> Texte extrait:
● ● ●
Il s’agit d’un secret de polichinelle qui courait depuis de nombreux mois. En décembre 2017, le président de la CCI d’Ile-de-France, Didier Kling n’hésitait pas à affirmer dans les colonnes du journal Le Monde : « Le Qatar a déjà acheté le PSG et là comme en Chine nous rencontrons des entreprises qui se disent intéressées par le rachat de nos écoles, d’HEC, de l’Essec, de l’ESCP Europe… »

C’est désormais chose faite ! Le fonds souverain QIA (Qatar Investment Authority) a annoncé le rachat de l’école jovacienne à la CCI Ile-de-France. Disposant d’un encours de plus de 100 milliards de dollars, ce rachat constitue “une étape majeure dans le développement de nos activités vers le monde de l’éducation” affirme son président Ahmad al-Sayed.
● ● ●
> Données fournies:

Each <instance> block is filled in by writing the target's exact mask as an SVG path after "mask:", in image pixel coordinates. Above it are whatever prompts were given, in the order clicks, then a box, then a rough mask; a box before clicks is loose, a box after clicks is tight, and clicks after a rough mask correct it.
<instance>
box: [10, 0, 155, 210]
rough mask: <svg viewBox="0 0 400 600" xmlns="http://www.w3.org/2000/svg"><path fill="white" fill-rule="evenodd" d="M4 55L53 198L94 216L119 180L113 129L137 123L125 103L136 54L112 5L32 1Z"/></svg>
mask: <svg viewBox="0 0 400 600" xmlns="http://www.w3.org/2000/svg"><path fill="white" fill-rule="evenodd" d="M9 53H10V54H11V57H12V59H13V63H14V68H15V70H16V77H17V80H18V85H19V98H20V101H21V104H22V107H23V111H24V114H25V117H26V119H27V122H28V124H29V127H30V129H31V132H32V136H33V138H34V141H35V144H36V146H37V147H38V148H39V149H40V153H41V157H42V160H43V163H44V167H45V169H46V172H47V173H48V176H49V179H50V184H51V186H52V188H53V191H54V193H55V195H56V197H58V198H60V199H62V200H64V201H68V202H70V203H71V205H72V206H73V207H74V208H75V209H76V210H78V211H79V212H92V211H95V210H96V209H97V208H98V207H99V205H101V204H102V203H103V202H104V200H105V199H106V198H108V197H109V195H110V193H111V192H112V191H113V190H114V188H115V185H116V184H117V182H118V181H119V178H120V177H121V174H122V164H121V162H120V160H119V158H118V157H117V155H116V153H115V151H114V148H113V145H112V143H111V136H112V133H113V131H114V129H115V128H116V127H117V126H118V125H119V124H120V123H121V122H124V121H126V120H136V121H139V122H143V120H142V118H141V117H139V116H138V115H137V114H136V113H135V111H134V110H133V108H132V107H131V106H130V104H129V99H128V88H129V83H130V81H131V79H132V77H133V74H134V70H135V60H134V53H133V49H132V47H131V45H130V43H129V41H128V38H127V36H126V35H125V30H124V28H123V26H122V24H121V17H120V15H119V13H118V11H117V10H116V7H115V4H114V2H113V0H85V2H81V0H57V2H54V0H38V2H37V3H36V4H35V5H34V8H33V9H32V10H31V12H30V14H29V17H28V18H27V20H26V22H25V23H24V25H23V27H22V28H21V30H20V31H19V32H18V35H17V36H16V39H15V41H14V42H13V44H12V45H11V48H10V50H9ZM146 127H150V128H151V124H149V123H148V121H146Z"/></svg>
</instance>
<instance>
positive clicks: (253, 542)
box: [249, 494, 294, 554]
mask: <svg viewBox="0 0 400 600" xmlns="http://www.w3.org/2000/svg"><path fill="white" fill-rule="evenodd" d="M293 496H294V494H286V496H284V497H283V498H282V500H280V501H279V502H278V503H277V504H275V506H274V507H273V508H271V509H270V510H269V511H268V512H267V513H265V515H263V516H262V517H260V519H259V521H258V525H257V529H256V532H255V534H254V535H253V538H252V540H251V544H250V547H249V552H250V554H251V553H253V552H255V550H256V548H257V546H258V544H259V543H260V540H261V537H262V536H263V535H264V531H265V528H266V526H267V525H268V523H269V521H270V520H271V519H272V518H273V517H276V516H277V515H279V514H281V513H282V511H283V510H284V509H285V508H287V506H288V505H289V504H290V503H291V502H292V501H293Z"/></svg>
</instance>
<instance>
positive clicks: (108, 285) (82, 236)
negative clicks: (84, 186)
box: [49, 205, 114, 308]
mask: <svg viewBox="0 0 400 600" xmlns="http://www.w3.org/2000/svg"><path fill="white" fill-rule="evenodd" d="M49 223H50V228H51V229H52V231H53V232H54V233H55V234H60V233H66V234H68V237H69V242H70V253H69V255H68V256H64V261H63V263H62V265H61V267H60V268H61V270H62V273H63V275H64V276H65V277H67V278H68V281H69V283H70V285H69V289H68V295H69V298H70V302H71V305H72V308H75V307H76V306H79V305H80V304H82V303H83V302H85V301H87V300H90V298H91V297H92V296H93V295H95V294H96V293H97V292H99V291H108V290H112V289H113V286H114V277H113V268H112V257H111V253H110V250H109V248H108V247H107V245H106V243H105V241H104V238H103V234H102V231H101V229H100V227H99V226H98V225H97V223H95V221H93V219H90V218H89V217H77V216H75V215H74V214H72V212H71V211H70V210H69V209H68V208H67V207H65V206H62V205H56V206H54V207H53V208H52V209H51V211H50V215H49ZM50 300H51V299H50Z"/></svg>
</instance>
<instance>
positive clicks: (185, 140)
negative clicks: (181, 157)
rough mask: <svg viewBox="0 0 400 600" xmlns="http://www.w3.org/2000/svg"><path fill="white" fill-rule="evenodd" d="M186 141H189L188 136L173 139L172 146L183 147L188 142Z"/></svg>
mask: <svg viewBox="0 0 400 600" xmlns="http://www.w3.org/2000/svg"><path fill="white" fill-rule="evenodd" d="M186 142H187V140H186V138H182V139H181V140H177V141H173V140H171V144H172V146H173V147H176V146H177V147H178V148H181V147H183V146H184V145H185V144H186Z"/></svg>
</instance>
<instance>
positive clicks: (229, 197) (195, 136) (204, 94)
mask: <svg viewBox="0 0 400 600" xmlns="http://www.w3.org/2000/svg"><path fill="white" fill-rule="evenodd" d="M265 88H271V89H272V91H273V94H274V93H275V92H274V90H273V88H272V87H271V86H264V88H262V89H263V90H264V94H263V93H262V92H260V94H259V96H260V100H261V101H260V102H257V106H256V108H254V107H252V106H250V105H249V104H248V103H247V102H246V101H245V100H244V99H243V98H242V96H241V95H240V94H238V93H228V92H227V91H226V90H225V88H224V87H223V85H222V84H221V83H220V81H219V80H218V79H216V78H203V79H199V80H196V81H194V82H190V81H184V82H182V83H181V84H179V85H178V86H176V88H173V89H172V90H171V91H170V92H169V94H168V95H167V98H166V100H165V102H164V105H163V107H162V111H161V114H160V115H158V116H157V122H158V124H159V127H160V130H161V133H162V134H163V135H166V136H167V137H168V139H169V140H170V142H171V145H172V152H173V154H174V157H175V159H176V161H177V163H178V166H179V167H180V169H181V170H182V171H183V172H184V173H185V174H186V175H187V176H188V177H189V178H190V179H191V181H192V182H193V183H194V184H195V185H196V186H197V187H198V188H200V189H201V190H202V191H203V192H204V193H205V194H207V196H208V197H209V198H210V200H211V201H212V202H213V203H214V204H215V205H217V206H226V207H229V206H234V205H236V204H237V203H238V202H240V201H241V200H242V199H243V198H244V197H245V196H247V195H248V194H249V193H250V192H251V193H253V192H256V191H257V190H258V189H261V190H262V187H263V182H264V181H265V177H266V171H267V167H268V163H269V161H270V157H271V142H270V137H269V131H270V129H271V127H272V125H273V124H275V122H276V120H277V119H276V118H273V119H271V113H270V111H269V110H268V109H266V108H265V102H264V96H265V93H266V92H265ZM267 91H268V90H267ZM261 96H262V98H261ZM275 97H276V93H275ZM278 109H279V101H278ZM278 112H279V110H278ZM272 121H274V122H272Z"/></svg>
● ● ●
> But de l'exercice: D'après le texte sur le rachat de l'école par le fonds qatari, en quel mois et quelle année Didier Kling s'est-il exprimé dans Le Monde ?

> Réponse: En décembre 2017.